:: DATA FOR REVIEW ::
***

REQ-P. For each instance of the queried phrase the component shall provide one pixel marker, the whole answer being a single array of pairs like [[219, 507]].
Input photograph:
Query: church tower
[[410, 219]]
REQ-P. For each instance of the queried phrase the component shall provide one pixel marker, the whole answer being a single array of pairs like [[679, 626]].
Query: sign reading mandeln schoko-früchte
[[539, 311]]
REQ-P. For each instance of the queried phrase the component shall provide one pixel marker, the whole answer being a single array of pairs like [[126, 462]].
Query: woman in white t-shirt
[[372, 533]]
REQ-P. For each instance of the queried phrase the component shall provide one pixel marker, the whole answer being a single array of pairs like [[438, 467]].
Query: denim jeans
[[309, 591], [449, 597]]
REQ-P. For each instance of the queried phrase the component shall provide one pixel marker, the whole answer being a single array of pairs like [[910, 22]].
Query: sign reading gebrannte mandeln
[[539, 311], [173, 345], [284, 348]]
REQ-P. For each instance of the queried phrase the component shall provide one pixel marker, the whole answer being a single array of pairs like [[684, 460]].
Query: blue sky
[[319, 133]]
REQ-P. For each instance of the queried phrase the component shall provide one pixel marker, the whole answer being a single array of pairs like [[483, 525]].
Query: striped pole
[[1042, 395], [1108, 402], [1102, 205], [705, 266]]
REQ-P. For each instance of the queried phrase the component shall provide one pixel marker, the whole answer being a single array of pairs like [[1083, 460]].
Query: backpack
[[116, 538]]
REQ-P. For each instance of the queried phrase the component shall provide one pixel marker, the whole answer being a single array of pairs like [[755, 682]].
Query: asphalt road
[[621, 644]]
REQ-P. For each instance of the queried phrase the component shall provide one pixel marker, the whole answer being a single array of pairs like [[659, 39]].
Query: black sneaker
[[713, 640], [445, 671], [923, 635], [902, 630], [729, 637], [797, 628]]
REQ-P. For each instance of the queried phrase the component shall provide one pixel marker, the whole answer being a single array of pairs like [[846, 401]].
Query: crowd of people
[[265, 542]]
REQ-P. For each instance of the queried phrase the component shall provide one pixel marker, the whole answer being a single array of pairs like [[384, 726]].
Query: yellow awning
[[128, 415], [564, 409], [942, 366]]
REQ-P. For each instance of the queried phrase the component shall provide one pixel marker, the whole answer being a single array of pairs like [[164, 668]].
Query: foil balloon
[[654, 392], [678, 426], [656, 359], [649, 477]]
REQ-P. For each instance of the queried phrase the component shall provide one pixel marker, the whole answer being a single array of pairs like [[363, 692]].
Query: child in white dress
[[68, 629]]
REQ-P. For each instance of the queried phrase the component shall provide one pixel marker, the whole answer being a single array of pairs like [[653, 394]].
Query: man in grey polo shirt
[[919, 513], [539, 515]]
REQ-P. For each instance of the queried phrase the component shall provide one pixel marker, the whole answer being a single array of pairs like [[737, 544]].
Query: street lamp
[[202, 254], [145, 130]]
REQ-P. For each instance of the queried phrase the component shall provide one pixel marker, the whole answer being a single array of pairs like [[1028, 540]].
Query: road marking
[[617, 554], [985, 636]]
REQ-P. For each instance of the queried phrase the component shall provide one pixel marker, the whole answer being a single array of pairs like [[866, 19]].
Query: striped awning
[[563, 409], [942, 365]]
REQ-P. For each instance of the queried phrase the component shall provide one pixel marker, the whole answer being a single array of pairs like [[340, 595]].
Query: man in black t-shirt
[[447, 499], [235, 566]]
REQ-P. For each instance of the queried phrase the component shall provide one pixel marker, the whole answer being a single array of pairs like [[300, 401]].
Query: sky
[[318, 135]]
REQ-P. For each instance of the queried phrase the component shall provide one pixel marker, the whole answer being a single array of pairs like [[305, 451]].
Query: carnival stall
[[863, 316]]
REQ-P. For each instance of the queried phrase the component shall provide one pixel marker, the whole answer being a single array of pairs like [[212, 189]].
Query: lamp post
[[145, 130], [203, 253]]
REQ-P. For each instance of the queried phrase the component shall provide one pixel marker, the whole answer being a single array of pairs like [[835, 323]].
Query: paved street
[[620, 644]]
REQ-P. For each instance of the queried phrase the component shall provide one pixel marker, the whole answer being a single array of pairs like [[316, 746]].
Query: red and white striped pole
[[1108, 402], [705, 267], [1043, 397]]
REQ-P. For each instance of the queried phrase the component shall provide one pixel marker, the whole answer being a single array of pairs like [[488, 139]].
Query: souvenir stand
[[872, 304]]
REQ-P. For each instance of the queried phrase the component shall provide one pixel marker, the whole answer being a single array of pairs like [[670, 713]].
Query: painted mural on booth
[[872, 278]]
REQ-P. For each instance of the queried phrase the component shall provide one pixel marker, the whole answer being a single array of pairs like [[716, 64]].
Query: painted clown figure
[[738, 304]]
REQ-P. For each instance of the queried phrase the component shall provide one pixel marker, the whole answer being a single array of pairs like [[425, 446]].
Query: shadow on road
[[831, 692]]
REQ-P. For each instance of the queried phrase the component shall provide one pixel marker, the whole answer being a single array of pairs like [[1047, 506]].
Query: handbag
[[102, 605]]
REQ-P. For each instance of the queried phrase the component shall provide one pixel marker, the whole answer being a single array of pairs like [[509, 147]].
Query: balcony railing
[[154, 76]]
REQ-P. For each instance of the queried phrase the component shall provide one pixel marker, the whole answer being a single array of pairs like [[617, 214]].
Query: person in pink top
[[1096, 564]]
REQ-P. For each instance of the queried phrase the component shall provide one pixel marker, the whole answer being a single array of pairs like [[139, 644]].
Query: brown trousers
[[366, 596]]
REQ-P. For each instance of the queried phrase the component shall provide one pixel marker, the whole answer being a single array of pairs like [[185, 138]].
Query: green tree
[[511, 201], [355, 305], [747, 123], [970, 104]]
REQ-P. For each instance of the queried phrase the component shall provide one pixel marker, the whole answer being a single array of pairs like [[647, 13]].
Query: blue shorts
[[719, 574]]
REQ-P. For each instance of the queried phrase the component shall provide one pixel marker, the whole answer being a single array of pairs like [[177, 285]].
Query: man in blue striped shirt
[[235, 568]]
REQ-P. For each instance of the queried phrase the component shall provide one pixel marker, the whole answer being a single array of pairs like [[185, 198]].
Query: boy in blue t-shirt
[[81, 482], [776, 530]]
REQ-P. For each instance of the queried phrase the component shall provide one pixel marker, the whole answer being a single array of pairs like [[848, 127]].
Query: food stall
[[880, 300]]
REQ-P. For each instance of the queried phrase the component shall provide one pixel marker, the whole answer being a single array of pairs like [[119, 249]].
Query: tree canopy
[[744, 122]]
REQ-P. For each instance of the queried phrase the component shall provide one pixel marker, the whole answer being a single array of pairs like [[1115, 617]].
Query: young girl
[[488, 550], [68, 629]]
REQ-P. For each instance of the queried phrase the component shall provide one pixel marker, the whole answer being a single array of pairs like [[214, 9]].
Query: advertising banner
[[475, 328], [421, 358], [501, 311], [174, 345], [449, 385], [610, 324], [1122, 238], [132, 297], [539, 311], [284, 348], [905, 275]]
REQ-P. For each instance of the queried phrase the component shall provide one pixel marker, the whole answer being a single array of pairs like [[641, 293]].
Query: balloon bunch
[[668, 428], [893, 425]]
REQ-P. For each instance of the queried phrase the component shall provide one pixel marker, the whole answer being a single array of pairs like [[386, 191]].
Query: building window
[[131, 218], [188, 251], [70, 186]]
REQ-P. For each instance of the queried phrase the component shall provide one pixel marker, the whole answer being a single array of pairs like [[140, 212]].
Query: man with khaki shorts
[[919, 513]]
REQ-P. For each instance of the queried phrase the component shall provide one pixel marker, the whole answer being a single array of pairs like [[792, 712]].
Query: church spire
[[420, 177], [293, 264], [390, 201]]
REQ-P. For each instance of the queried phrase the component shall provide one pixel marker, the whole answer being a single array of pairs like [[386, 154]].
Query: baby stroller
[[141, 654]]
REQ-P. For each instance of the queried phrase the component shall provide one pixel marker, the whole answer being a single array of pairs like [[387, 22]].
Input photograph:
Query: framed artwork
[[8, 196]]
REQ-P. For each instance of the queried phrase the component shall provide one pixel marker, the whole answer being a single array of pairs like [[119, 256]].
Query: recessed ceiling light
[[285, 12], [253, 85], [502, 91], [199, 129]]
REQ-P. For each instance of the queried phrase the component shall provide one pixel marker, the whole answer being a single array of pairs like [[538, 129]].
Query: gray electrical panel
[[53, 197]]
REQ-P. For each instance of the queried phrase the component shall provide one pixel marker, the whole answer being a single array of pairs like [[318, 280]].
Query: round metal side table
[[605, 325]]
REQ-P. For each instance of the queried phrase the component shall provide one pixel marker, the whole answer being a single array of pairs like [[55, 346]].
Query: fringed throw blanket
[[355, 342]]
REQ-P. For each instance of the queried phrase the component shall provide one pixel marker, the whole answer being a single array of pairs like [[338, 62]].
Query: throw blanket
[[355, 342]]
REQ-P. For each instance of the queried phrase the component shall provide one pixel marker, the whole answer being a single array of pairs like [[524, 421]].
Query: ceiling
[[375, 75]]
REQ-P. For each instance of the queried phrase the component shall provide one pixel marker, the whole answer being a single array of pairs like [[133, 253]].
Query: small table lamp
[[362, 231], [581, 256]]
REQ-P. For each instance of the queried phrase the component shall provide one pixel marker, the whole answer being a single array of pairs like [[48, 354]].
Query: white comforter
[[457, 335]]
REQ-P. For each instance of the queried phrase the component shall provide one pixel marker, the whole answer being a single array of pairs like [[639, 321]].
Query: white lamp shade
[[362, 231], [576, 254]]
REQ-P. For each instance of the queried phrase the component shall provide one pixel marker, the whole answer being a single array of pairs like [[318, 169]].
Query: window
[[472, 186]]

***

:: INSTRUCTIONS TO FOLLOW ::
The answer is the lines above between the line holding "Query: gray electrical panel" and the line holding "like [[55, 346]].", inclusive, each written out exactly, and no others.

:: SOLUTION TO THE EXERCISE ::
Query: gray electrical panel
[[53, 197]]
REQ-P. For each instance of the queried phrase the component shall provide one pixel marker, the whole answer being a single array of pairs like [[318, 280]].
Query: round metal side table
[[605, 325]]
REQ-P. For each instance of the queried phrase the component shall provide one pixel marker, the whole answer being a single array of pairs like [[55, 346]].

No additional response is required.